* begin Material provided *
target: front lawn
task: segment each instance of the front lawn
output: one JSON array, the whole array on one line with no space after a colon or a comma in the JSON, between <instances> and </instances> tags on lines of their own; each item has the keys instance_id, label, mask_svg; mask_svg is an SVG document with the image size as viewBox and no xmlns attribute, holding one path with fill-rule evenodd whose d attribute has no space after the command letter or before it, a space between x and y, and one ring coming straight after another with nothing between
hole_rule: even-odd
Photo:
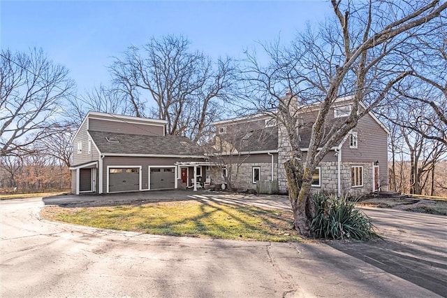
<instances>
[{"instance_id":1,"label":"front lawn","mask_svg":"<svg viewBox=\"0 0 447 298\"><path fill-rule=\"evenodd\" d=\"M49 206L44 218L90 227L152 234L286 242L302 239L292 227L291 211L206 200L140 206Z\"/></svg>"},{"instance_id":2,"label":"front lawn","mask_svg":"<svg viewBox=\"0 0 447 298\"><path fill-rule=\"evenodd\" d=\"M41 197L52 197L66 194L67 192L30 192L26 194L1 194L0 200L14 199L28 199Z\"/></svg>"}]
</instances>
* end Material provided *
* begin Material provided *
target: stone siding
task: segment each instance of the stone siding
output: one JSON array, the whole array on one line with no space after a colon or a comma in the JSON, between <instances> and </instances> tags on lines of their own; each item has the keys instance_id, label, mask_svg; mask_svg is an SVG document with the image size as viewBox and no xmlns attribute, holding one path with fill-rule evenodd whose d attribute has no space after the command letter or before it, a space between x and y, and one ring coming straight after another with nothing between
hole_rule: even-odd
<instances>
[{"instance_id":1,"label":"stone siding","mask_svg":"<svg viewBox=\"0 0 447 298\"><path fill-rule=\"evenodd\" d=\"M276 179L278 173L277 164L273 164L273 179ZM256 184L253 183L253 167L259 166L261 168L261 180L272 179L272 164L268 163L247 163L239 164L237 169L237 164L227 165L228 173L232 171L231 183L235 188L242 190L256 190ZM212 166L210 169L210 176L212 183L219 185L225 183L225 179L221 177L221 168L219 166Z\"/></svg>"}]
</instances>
* end Material provided *
Convert the material from the line containing "target: stone siding" through the line containing "task: segment each instance of the stone", both included, into a JSON list of strings with one string per line and blank lines omitted.

Output for this task:
[
  "target: stone siding",
  "task: segment each instance of the stone siding"
]